— START Input records —

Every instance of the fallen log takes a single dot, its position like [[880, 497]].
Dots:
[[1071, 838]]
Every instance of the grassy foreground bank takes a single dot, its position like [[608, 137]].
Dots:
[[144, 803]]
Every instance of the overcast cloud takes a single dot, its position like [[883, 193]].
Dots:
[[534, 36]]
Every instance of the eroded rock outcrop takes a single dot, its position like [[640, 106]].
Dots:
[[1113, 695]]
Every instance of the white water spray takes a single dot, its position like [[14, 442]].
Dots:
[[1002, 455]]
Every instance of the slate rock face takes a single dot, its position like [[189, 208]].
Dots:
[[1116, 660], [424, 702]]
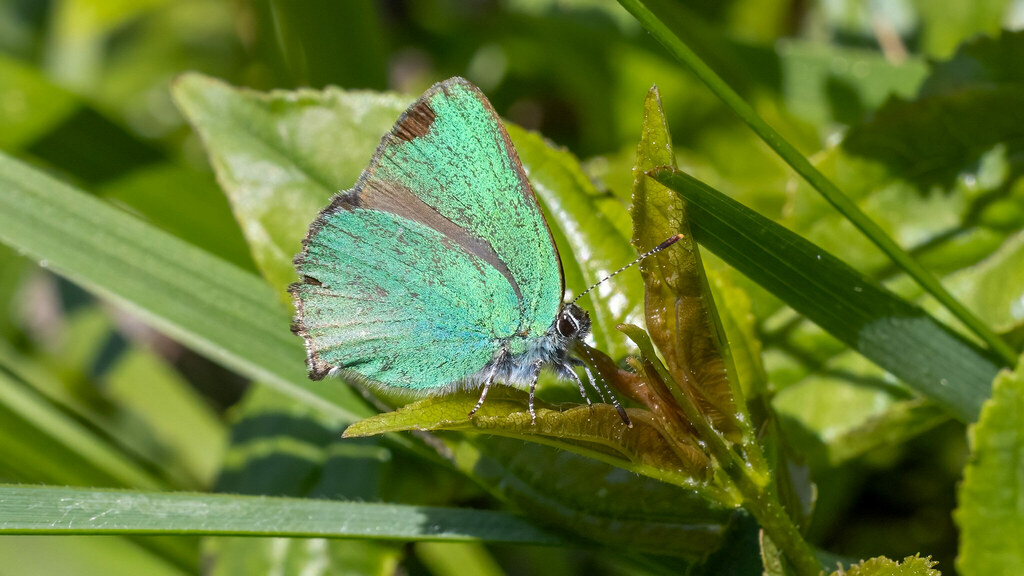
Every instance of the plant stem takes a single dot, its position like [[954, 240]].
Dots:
[[824, 187], [755, 489]]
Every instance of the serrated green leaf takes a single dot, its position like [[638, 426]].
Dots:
[[594, 432], [968, 105], [911, 566], [994, 287], [989, 515], [897, 335]]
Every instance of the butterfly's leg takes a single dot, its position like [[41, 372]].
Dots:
[[565, 371], [614, 400], [532, 387], [590, 377], [486, 386]]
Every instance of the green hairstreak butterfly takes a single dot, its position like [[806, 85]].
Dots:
[[436, 271]]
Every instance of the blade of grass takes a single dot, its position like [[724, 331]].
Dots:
[[44, 509], [895, 334], [219, 310], [785, 151]]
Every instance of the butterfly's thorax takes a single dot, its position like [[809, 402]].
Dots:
[[549, 350]]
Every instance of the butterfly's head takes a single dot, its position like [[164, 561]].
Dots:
[[572, 322]]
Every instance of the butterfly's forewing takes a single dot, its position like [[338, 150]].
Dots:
[[439, 253]]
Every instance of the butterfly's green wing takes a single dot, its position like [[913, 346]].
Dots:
[[436, 259]]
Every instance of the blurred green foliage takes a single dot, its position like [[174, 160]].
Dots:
[[911, 108]]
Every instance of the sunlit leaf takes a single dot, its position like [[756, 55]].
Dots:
[[595, 432], [872, 321], [911, 566], [989, 513], [280, 157]]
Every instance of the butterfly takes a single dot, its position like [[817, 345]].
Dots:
[[437, 271]]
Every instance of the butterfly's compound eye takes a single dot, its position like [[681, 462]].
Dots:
[[567, 326]]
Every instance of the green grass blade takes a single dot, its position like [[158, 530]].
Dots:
[[27, 509], [895, 334], [223, 312], [828, 191]]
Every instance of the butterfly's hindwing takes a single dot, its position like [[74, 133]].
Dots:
[[437, 257]]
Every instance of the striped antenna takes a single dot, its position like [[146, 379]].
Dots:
[[650, 252]]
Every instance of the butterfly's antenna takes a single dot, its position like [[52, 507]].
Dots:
[[650, 252]]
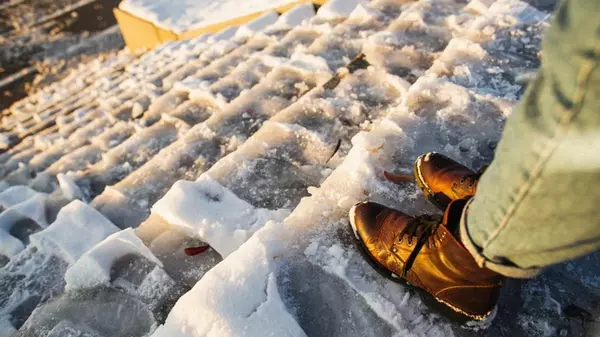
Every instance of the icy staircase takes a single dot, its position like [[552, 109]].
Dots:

— END Input records —

What needs to be done:
Format the entries above as a JSON list of strings, with one string per line and blank lines omitted. Leave the pictures out of the list.

Solution to the problem:
[
  "Every instance of the fallen log takes a single dot, its position like [[880, 497]].",
  "Dots:",
  "[[1071, 838]]",
  "Every instance of the grassy foreground bank takes a single dot, its position like [[608, 137]].",
  "Dots:",
  "[[144, 803]]",
  "Every instance of the overcast cloud takes a single dot, its position like [[883, 193]].",
  "Dots:",
  "[[534, 36]]",
  "Every instance of the eroded rock outcrop takes a single dot, its position like [[640, 106]].",
  "Dots:",
  "[[1113, 695]]",
  "Every instance of the white water spray takes a single dot, its position like [[14, 442]].",
  "Dots:",
  "[[1002, 455]]",
  "Every instance of the slate rock face takes a single dot, its position like [[189, 208]].",
  "Dots:",
  "[[1116, 660], [424, 702]]",
  "Every instance of the plant stem takes a single dot, its position like [[954, 240]].",
  "Dots:",
  "[[824, 187], [755, 489]]",
  "Every instance of the serrated green leaf takes a single dot, its position like [[638, 426]].",
  "Dots:",
  "[[594, 432], [968, 105], [911, 566], [994, 287], [989, 515], [897, 335]]",
  "Every instance of the butterfly's leg takes a single dot, its position like [[41, 372]].",
  "Dots:",
  "[[565, 371], [614, 400], [532, 387], [590, 377], [486, 386]]",
  "Every instance of the green hairstreak butterfly takes a single dot, its position like [[806, 85]].",
  "Dots:",
  "[[436, 271]]",
  "Every instance of the blade of grass takes a single dot, its position like [[724, 331]].",
  "Dots:",
  "[[44, 509], [895, 334], [219, 310], [785, 151]]",
  "Every instance of the butterfly's thorax takes a single dot, its position like [[809, 402]].",
  "Dots:",
  "[[549, 350]]",
  "Every instance of the butterfly's head takes a single dot, its position like [[164, 561]].",
  "Dots:",
  "[[572, 322]]",
  "Every instance of the butterfly's forewing takes a single dot, its position like [[338, 150]].",
  "Dots:",
  "[[439, 253]]",
  "Every instance of the butterfly's green wing takes a single dot, its position like [[913, 346]].",
  "Dots:",
  "[[436, 259]]",
  "Every instance of the blurred green foliage takes a single dot, its position like [[174, 160]].",
  "Dots:",
  "[[911, 108]]",
  "Every instance of the sunlit leaf takes a single dot, its position like [[756, 55]].",
  "Dots:",
  "[[595, 432], [872, 321], [911, 566], [989, 513], [280, 157]]",
  "Every instance of the butterfly takes a single dot, its position like [[817, 345]].",
  "Dots:",
  "[[437, 271]]",
  "Every instance of the butterfly's compound eye takes a single dot, its position like [[681, 462]].",
  "Dots:",
  "[[567, 326]]",
  "Every instance of the green grass blade takes a single dot, its position like [[158, 530]].",
  "Dots:",
  "[[27, 509], [895, 334], [223, 312], [828, 191]]",
  "Every instance of the butterfly's hindwing takes a single dot, its position like [[74, 133]].",
  "Dots:",
  "[[437, 257]]",
  "Every instance of the striped antenna takes a single dot, its position like [[146, 379]].",
  "Dots:",
  "[[650, 252]]",
  "Every instance of the butterfly's antenna takes a single dot, its position like [[52, 507]].",
  "Dots:",
  "[[650, 252]]",
  "Every instance of the icy staircase takes a single dot, its position like [[552, 109]].",
  "Dots:"
]